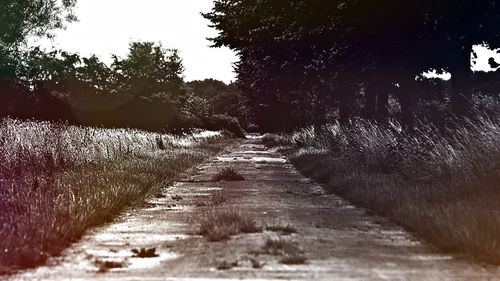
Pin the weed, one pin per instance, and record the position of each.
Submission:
(283, 229)
(222, 223)
(224, 265)
(144, 253)
(256, 264)
(440, 183)
(293, 260)
(106, 265)
(228, 174)
(278, 247)
(56, 181)
(217, 198)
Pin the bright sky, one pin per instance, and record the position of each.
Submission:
(107, 27)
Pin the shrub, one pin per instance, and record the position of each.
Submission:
(220, 224)
(224, 122)
(441, 183)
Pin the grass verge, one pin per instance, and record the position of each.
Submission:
(56, 181)
(443, 185)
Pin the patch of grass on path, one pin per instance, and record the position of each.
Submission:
(221, 223)
(228, 174)
(56, 181)
(443, 186)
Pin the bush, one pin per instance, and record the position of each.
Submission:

####

_What this task involves_: Output the data exactly. Pictures don't belong in the result.

_Response_:
Pin the weed, one pin per instance, and record the position of each.
Submission:
(283, 229)
(222, 223)
(224, 265)
(144, 253)
(256, 264)
(440, 183)
(293, 260)
(106, 265)
(228, 174)
(278, 247)
(56, 181)
(217, 198)
Pin the bright sky, one pin per instance, and record the position of each.
Submission:
(107, 27)
Pin the shrub, one pin per instance, and record the position of each.
Submission:
(220, 224)
(224, 122)
(441, 183)
Pin the grass verge, one pin per instance, and record the position of each.
Submission:
(56, 181)
(443, 185)
Pin the patch of grass on path, one pin per instance, and record the position of each.
Submission:
(221, 223)
(228, 174)
(56, 181)
(443, 186)
Pin the bush, one pin per instance, and record the position of each.
Submission:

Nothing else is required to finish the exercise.